YOUR GOAL: Give back every line exactly as it appears, pictures excluded.

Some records
◇ ◇ ◇

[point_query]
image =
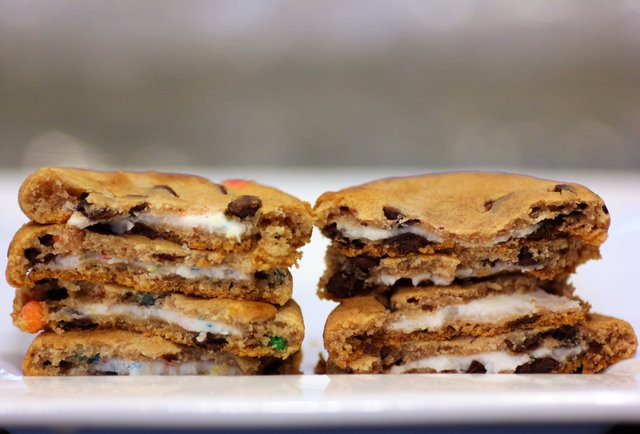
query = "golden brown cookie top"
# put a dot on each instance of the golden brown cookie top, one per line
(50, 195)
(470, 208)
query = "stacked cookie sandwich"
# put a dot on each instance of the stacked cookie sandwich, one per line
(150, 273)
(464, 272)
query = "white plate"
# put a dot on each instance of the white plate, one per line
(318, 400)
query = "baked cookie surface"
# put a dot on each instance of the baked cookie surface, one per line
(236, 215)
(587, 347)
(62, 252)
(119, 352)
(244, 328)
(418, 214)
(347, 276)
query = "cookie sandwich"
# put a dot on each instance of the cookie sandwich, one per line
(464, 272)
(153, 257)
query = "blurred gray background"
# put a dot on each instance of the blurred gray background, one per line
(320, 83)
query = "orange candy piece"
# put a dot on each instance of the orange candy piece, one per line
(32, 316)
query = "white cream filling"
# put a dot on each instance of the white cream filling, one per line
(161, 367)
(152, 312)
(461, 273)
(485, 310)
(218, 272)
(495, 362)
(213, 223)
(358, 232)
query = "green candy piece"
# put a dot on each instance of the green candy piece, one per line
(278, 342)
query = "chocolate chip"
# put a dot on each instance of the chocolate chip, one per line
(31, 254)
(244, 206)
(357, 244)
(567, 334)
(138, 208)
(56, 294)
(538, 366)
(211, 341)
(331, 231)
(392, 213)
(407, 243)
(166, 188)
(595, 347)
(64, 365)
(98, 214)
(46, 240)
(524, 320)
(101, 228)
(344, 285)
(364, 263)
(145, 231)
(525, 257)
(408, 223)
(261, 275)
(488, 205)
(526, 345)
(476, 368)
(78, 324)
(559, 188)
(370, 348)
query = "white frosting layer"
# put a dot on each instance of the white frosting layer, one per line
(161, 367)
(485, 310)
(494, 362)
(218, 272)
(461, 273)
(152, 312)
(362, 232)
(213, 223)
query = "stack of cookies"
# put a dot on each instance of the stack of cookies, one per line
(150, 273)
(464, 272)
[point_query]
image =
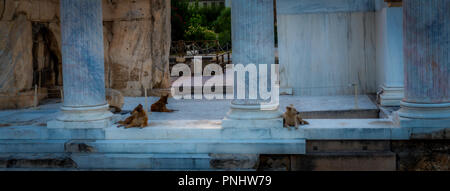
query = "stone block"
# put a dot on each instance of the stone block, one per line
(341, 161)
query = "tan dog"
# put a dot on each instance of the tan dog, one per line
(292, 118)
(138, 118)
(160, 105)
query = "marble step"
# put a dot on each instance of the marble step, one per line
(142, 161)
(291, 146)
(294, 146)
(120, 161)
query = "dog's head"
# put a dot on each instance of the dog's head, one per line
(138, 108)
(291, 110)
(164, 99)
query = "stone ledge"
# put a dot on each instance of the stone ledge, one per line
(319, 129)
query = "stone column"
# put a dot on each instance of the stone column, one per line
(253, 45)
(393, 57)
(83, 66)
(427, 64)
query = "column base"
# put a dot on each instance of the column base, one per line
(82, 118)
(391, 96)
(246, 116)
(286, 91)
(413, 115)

◇ ◇ ◇

PROBLEM SOLUTION:
[point_query]
image =
query = "golden brown cookie top"
# put a dot on each instance of the golden brown cookie top, one per line
(50, 195)
(470, 208)
query = "stacked cookie sandwich"
# put a dot on each instance of the stacked cookie sandwich, one per line
(150, 273)
(464, 272)
query = "white plate"
# put a dot on each instance of the white plate, one per line
(318, 400)
query = "baked cookie surface"
# put a dot on each instance of the baked cookie surface, one per line
(236, 215)
(587, 347)
(62, 252)
(119, 352)
(244, 328)
(418, 214)
(347, 276)
query = "cookie sandwich"
# put a dot on each instance of the cookie sandwich, one per line
(464, 272)
(153, 257)
query = "blurred gray background"
# put a dot on each instance of the blurred gray background, one per line
(320, 83)
query = "orange candy piece"
# put a dot on each instance of the orange candy piece, one per line
(32, 316)
query = "white cream filling"
# put a dot on each instance of the white cream filling, one per line
(161, 367)
(152, 312)
(461, 273)
(485, 310)
(218, 272)
(495, 362)
(213, 223)
(358, 232)
query = "green candy piece"
# put a dot on each instance of the green candy piece, one per line
(278, 342)
query = "chocolate chip"
# put a dot on each instance of the chocolate chip, one per line
(31, 254)
(244, 206)
(357, 244)
(567, 334)
(138, 208)
(56, 294)
(538, 366)
(211, 341)
(331, 231)
(392, 213)
(407, 243)
(166, 188)
(595, 347)
(64, 365)
(98, 214)
(46, 240)
(524, 320)
(101, 228)
(344, 285)
(364, 263)
(145, 231)
(525, 257)
(408, 223)
(261, 275)
(488, 205)
(526, 345)
(476, 368)
(78, 324)
(559, 188)
(370, 348)
query = "white frosting layer"
# put a dot on each instance of the white frosting layer, one per line
(161, 367)
(485, 310)
(494, 362)
(218, 272)
(461, 273)
(152, 312)
(362, 232)
(213, 223)
query = "stack of cookies"
# put a dot on each instance of the stack of cookies, one per line
(150, 273)
(464, 272)
[point_query]
image =
query = "stone block"
# put a dot on each instance of the stone block, one per line
(341, 161)
query = "tan dog"
# put a dot on each instance of the tan dog, one per line
(292, 118)
(138, 118)
(160, 105)
query = "marble step"
# put a dot on each instance of the marble step, one per line
(142, 161)
(291, 146)
(294, 146)
(120, 161)
query = "dog's head"
# put a dot on each instance of the dog's head, one per line
(138, 108)
(291, 110)
(164, 99)
query = "stone ledge"
# put a dot on each instance of the stone ledge, one per line
(319, 129)
query = "stone column"
# put a dot on each instance of the stone column, one per line
(253, 45)
(393, 57)
(83, 66)
(427, 64)
query = "column base"
# put a dot on each instance of the column base, one per line
(82, 118)
(391, 96)
(246, 116)
(286, 91)
(413, 115)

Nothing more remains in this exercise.